== EXCERPTED DATA ==

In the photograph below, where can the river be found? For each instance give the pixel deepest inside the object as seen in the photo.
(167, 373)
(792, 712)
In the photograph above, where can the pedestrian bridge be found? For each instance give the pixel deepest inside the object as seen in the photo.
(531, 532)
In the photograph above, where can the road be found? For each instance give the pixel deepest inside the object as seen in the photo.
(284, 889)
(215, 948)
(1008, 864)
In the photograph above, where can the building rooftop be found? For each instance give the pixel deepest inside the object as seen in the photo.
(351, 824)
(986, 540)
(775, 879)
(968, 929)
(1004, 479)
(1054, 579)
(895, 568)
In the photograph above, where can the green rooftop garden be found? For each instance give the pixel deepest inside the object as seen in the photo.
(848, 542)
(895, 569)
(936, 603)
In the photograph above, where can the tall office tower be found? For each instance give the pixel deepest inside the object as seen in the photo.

===

*WHAT TO DO*:
Return every line of the material above word for word, changing nothing.

*SOLUTION TO THIS EXERCISE*:
In the photograph below, where can the river be found? For each instance give the pixel deepest inside the object as seen in the photo.
(167, 373)
(792, 712)
In the photograph above, where can the pedestrian bridge be found? For each instance give the pixel deepest inside the object as seen in the photo.
(531, 532)
In the photograph above, where can the road be found? For each instance give the pixel deepest inside the object as seen in the photo.
(284, 889)
(215, 948)
(1008, 864)
In the photograph above, where can the building rooftop be found? For each instance give the pixel deepest inside the object as seen in the photo.
(351, 824)
(986, 540)
(775, 879)
(968, 929)
(1004, 479)
(1054, 579)
(895, 568)
In the photograph above, where can the green rooftop garden be found? For each instance give the pixel deepest inside the object as seen in the photo.
(848, 542)
(895, 569)
(936, 603)
In the photograph above, where can the tall office tower be found? For each instance give the pixel deepest inside the object as seen in the photo.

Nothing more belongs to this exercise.